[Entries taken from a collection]
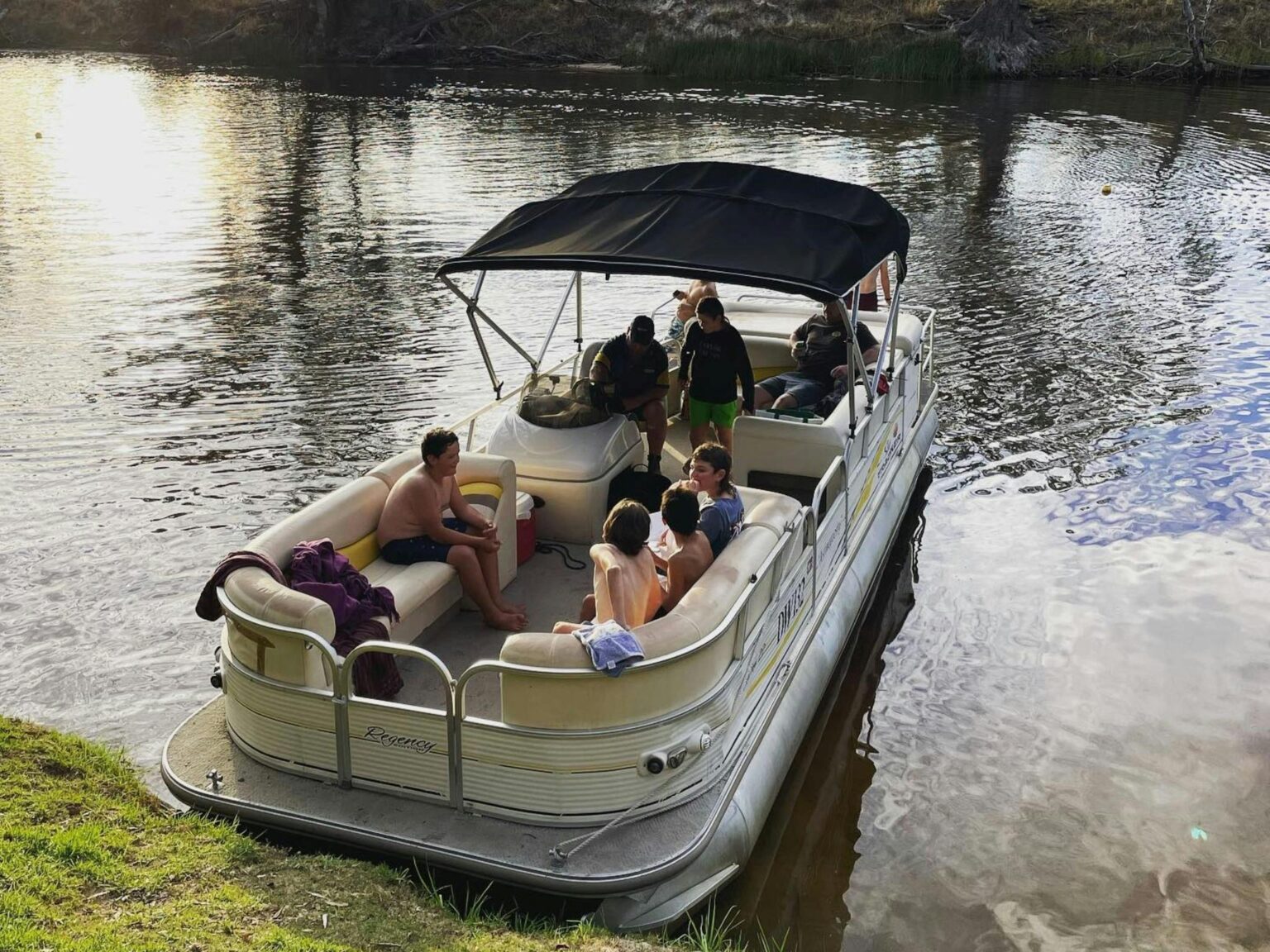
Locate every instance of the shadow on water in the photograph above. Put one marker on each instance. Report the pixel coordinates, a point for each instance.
(798, 876)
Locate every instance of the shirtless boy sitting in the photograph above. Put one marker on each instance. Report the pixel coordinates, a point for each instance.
(690, 554)
(413, 531)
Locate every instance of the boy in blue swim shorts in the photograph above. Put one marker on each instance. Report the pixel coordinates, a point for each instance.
(412, 530)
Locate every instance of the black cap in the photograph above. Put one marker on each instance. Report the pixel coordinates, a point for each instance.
(642, 331)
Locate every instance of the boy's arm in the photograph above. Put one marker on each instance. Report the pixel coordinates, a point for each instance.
(616, 585)
(746, 372)
(427, 511)
(675, 587)
(461, 509)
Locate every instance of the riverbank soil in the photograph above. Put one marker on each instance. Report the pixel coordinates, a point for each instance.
(709, 38)
(89, 859)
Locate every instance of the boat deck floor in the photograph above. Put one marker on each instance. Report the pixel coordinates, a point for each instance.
(502, 850)
(550, 593)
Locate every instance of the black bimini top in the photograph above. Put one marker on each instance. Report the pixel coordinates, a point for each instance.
(743, 224)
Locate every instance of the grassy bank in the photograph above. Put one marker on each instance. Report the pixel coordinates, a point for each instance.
(713, 40)
(765, 59)
(89, 859)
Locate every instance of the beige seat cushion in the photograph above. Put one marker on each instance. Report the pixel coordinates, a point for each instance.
(423, 592)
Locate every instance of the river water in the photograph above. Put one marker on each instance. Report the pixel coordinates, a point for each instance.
(216, 305)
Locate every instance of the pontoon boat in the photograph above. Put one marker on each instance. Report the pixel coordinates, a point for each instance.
(511, 757)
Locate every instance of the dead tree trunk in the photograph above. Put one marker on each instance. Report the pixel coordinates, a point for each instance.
(1002, 33)
(1199, 65)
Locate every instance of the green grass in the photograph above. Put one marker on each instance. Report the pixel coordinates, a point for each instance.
(92, 862)
(769, 59)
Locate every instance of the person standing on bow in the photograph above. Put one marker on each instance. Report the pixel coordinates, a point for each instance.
(714, 358)
(869, 288)
(634, 371)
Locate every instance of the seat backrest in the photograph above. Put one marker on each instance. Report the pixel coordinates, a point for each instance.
(345, 516)
(769, 355)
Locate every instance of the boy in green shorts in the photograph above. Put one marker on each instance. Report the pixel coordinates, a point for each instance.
(713, 359)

» **Exercise goal**
Make an exact copy of every record, pictures excluded.

» **Solution**
Locate every instance of the shadow on water in the photograph above. Put one marker on each instance. Report the pixel coordinates, a point for each instance.
(798, 876)
Locate every instance of the shirtless boy sitting in the photograph above. Put one marker on each instance. Report the pixel coordinates, a point for each instance.
(690, 554)
(413, 531)
Locate every instance of the boy in blue swim shorts in the photograph above. Put one marker on each instance. Report the pixel coordinates, a point for each instance.
(412, 530)
Locate every instance of the black cap in the photograph above. Put one marker on each instance. Report the pixel coordinates, a point for each instance.
(642, 331)
Locate every instance of the boy's arm in the photograph above. Put one marker on each instance. Report the pixel coordinates, a point for each instance.
(616, 585)
(746, 372)
(427, 511)
(675, 587)
(461, 509)
Locate every instance of the riverbank soil in the photograph above. Put one marker on each instance. Report the pixel coordinates, a point for each instance.
(709, 38)
(89, 859)
Locate every instance of the boat deck floor in the photograph above. Put one marker on each instance. Report the pixel coordinates, a point for each instance.
(502, 850)
(550, 593)
Locate every instance of the black bimini top in the photograph above. Put one marker on each instance. Report the pixel coordinates, a point for each instance.
(743, 224)
Locate every instance of the grassy bank in the photograph above. Put one marker on each instance. Report the pixel coordinates, a point for each instance.
(713, 40)
(765, 59)
(89, 859)
Locate every instance of the beige seat cushion in the photograph above. Put one marker on each instance. Report the pixel coordinates, a point for each instance.
(423, 592)
Locate every instance of the river water in the photograph above. Put one marker on each instance. Report the pixel coordinates, a point for each instance.
(216, 305)
Locate every instance of the pontoon boat in the photograph above. Put one marker on each instance. Report the pixel coordinates, a point for each instance.
(511, 757)
Locate every instance of the dead tree trunk in the photograph above. Put one marker on each instance. Report the pixel coordinates, a point for each instance.
(1002, 33)
(1199, 65)
Locate every instance of the green grass in the photograph above. Put one marker on each instance. Report the pixel coordinates, a point for each instance.
(92, 862)
(769, 59)
Locate every instance of the person standing on bow in the photograph above. Put one marker on each instance. Report the pixel coordinates, a point for each instance.
(714, 358)
(869, 288)
(634, 371)
Locate every instance of the seat backrest in the photograph above. Put one marker on each instance. Report the pixel coordinates, a point for each instance.
(345, 516)
(769, 355)
Locate every instance of the boy in green shorts in the photograph above. Put one marker on each instance. Report the pixel coordinates, a point for each instance.
(713, 359)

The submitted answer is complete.